> _Your objective_: When you reach the line with "Category: blazer sleeve" in the data below, begin printing lines exactly, and stop once the line with "Category: black blazer" has been printed.
:: Data for processing ::
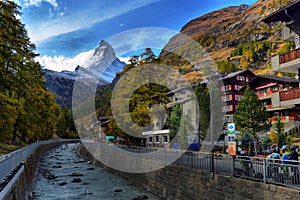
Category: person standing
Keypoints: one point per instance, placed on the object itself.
(293, 160)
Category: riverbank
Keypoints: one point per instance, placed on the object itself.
(182, 182)
(64, 175)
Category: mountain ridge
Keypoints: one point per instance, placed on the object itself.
(101, 69)
(223, 31)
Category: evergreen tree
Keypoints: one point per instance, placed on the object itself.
(174, 121)
(251, 116)
(279, 130)
(202, 94)
(31, 109)
(66, 127)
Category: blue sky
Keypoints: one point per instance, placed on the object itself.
(66, 31)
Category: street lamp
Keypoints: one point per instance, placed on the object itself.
(212, 170)
(100, 130)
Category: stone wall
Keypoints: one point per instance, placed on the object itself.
(21, 188)
(177, 182)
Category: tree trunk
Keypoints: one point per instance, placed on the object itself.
(254, 142)
(15, 132)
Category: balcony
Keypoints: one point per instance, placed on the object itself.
(289, 95)
(283, 119)
(285, 99)
(288, 34)
(269, 107)
(287, 62)
(264, 95)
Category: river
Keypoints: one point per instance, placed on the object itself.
(63, 175)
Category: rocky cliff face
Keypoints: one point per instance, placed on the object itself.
(221, 31)
(100, 69)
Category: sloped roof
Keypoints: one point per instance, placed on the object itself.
(233, 74)
(280, 78)
(280, 15)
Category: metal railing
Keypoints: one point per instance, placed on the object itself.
(255, 168)
(11, 160)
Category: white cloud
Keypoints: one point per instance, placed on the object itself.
(28, 3)
(125, 59)
(60, 63)
(41, 31)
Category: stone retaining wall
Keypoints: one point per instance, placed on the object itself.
(177, 182)
(21, 188)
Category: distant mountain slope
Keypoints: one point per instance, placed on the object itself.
(102, 68)
(221, 32)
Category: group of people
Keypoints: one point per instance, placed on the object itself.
(284, 155)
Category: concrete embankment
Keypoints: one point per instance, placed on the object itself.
(179, 182)
(19, 187)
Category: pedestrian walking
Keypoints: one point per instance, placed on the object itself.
(293, 161)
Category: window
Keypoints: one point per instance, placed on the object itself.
(164, 138)
(156, 139)
(238, 87)
(240, 78)
(274, 88)
(227, 98)
(156, 124)
(227, 108)
(227, 87)
(238, 97)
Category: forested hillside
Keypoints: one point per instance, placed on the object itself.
(28, 110)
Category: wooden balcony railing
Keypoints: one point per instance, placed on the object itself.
(289, 56)
(268, 106)
(264, 95)
(290, 94)
(282, 119)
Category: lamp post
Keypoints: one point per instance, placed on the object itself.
(212, 170)
(100, 130)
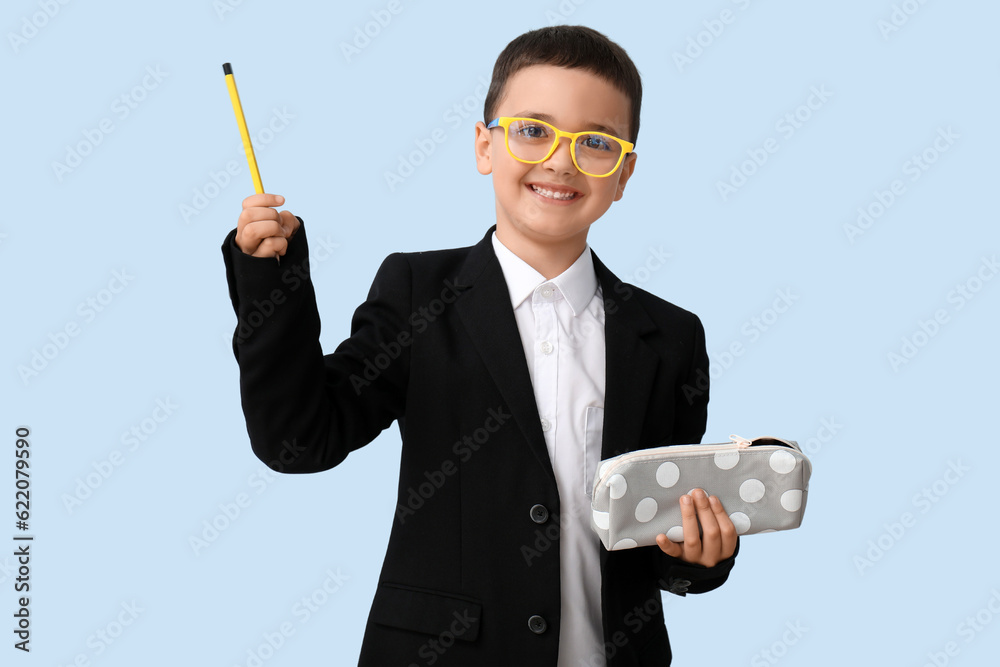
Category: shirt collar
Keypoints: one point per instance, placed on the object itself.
(578, 283)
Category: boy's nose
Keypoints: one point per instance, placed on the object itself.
(562, 159)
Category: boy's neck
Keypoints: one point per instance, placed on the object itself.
(550, 259)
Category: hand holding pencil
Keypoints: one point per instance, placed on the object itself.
(261, 230)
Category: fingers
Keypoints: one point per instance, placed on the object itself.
(711, 536)
(289, 224)
(726, 528)
(689, 523)
(263, 199)
(668, 547)
(259, 222)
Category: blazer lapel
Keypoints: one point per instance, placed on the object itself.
(486, 311)
(630, 364)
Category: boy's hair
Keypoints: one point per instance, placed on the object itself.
(572, 46)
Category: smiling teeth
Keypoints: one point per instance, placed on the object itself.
(553, 195)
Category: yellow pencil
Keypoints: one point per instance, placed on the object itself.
(238, 109)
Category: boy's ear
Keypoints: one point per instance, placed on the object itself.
(484, 149)
(626, 174)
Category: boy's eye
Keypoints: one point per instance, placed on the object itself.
(531, 131)
(596, 142)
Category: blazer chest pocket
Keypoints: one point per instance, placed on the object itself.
(426, 611)
(593, 437)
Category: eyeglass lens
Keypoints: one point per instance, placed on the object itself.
(596, 153)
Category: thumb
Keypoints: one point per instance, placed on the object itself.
(668, 546)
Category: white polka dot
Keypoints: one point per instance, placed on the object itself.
(792, 500)
(740, 521)
(667, 474)
(782, 462)
(645, 510)
(727, 460)
(618, 486)
(752, 490)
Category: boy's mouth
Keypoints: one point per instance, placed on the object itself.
(554, 191)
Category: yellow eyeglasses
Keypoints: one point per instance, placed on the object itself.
(532, 141)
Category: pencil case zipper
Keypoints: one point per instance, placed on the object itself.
(738, 443)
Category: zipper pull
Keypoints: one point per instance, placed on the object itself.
(741, 443)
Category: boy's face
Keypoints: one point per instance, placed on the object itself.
(573, 100)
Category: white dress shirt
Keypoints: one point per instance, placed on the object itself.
(561, 322)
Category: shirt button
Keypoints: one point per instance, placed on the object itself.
(539, 513)
(537, 624)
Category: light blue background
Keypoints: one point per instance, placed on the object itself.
(166, 335)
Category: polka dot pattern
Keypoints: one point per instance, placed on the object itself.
(762, 488)
(667, 474)
(618, 486)
(645, 510)
(727, 460)
(741, 522)
(792, 500)
(782, 462)
(752, 490)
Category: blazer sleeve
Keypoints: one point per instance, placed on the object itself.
(305, 412)
(690, 419)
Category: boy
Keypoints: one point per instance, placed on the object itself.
(503, 363)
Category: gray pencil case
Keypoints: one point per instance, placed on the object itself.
(762, 484)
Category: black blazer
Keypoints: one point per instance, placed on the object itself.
(471, 572)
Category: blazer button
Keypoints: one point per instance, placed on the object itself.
(537, 624)
(539, 514)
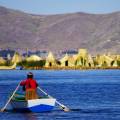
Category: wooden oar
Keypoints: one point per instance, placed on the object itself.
(63, 107)
(2, 110)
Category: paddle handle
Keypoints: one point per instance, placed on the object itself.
(2, 110)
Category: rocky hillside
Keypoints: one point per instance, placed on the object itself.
(98, 33)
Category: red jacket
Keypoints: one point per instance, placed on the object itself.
(29, 83)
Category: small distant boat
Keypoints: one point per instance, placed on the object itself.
(8, 67)
(19, 104)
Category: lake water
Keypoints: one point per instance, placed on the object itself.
(90, 94)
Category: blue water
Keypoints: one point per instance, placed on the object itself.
(90, 94)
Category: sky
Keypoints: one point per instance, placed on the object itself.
(63, 6)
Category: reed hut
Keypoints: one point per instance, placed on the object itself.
(16, 58)
(33, 58)
(67, 61)
(2, 61)
(50, 60)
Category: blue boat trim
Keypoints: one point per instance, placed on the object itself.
(41, 108)
(38, 108)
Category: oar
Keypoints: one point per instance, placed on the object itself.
(2, 110)
(63, 107)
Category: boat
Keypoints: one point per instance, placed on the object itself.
(8, 67)
(42, 104)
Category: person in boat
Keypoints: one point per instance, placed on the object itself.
(30, 86)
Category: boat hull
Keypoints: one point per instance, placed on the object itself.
(35, 105)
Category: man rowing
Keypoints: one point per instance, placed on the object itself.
(30, 86)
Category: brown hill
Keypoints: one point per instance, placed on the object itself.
(98, 33)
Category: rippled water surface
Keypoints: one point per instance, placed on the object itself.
(90, 94)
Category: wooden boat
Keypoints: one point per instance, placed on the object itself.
(8, 67)
(19, 104)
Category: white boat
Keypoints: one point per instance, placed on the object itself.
(35, 105)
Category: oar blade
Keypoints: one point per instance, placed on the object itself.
(66, 109)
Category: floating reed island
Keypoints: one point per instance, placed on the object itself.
(81, 60)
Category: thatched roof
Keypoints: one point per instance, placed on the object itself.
(2, 61)
(33, 58)
(17, 58)
(50, 57)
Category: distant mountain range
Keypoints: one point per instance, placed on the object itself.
(99, 33)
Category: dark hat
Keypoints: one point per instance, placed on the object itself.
(30, 75)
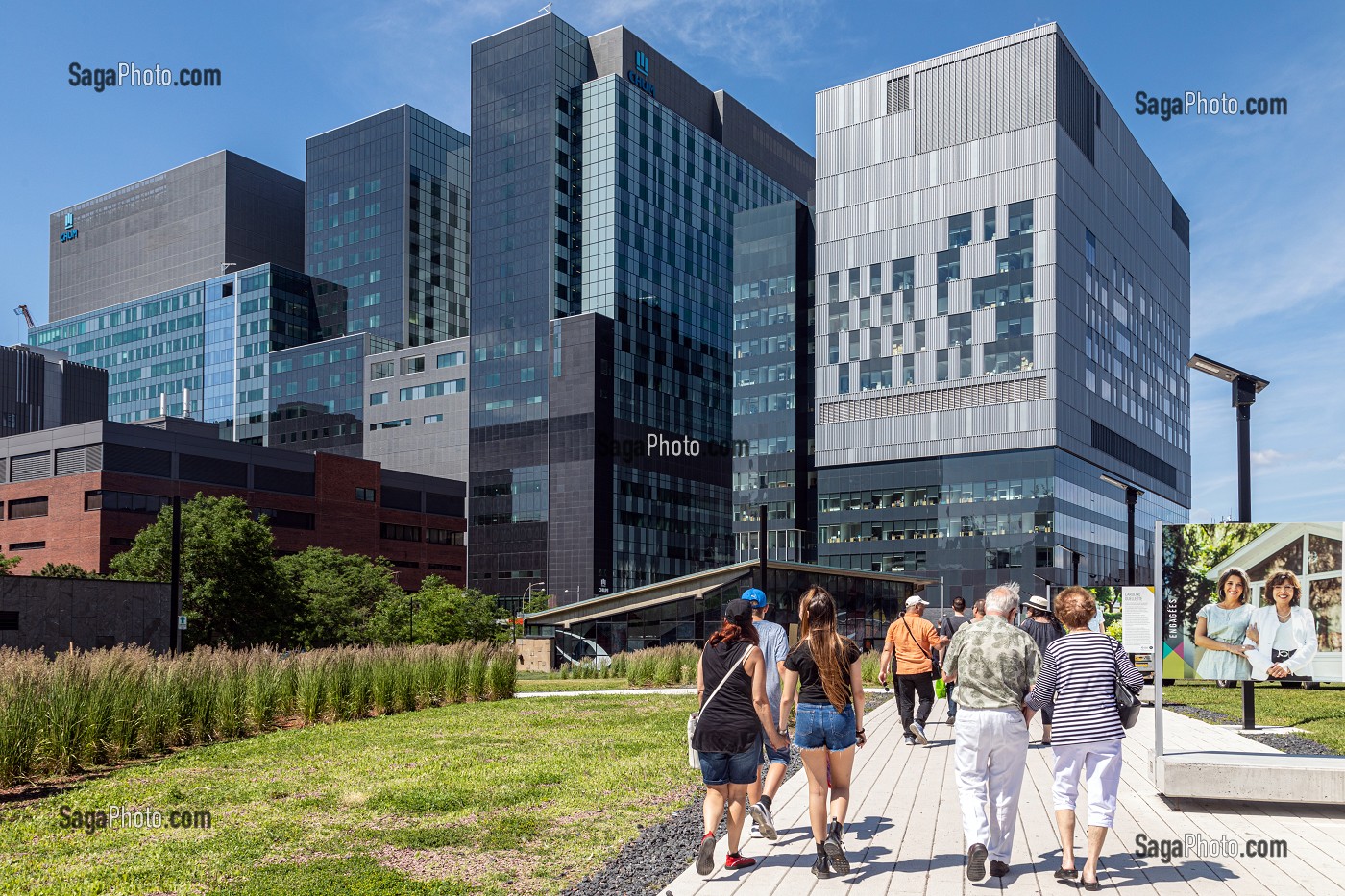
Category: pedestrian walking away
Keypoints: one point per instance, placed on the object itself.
(992, 664)
(1044, 628)
(822, 673)
(912, 642)
(730, 681)
(775, 646)
(1079, 674)
(947, 628)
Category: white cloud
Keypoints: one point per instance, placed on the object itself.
(1267, 458)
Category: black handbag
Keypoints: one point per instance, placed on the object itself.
(1127, 704)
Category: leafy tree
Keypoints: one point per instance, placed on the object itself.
(231, 593)
(444, 614)
(66, 570)
(336, 594)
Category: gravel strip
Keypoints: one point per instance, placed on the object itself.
(1293, 744)
(663, 851)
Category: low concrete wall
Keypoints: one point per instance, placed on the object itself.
(534, 654)
(86, 613)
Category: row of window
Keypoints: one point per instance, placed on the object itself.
(965, 526)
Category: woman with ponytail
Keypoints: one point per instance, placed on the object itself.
(822, 673)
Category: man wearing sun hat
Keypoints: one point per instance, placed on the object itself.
(775, 644)
(912, 641)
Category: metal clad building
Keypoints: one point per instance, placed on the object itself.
(1036, 272)
(174, 228)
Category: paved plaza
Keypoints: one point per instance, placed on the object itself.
(904, 835)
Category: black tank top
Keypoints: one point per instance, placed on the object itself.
(729, 722)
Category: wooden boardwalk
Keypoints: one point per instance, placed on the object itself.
(904, 833)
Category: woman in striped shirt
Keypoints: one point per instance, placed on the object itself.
(1079, 680)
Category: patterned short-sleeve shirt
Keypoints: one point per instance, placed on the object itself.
(992, 662)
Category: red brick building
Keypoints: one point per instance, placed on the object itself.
(80, 494)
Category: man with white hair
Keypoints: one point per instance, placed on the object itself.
(992, 664)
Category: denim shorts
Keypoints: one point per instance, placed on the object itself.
(773, 755)
(822, 725)
(730, 768)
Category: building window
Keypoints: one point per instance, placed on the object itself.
(903, 274)
(1013, 254)
(959, 230)
(394, 532)
(950, 265)
(451, 359)
(959, 328)
(125, 500)
(27, 507)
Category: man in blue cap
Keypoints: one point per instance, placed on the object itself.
(775, 646)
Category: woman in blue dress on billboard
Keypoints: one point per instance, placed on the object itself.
(1282, 640)
(1221, 627)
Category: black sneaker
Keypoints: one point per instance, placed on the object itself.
(977, 862)
(834, 851)
(705, 856)
(762, 815)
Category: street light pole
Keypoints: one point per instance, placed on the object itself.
(513, 626)
(1132, 496)
(1244, 396)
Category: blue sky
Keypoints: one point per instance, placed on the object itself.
(1264, 195)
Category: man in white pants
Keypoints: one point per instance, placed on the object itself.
(992, 664)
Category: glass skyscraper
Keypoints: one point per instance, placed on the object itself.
(208, 343)
(772, 382)
(387, 205)
(1004, 318)
(605, 186)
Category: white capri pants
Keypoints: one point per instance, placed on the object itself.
(1099, 762)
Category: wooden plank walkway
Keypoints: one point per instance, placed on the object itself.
(904, 835)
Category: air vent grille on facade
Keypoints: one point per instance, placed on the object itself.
(935, 400)
(898, 94)
(70, 462)
(29, 467)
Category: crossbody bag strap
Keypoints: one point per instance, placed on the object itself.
(726, 675)
(914, 641)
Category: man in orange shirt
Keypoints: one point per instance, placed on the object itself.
(912, 641)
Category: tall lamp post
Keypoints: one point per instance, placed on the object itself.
(1132, 496)
(527, 596)
(1246, 386)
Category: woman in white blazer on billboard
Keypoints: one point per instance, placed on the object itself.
(1282, 638)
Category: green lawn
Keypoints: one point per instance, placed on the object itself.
(507, 798)
(1320, 712)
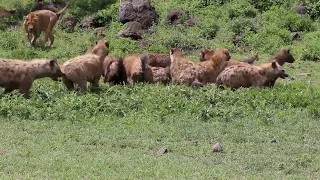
:::
> _Task response_:
Category: blazer sleeve
Keypoints: one point per instance, placed on the object itself.
(305, 412)
(690, 419)
Category: boy
Keypoints: one point per instance, placed on the object itself.
(503, 363)
Category: gray pencil case
Keypoints: one point per instance, placed on the object itself.
(762, 484)
Category: black blazer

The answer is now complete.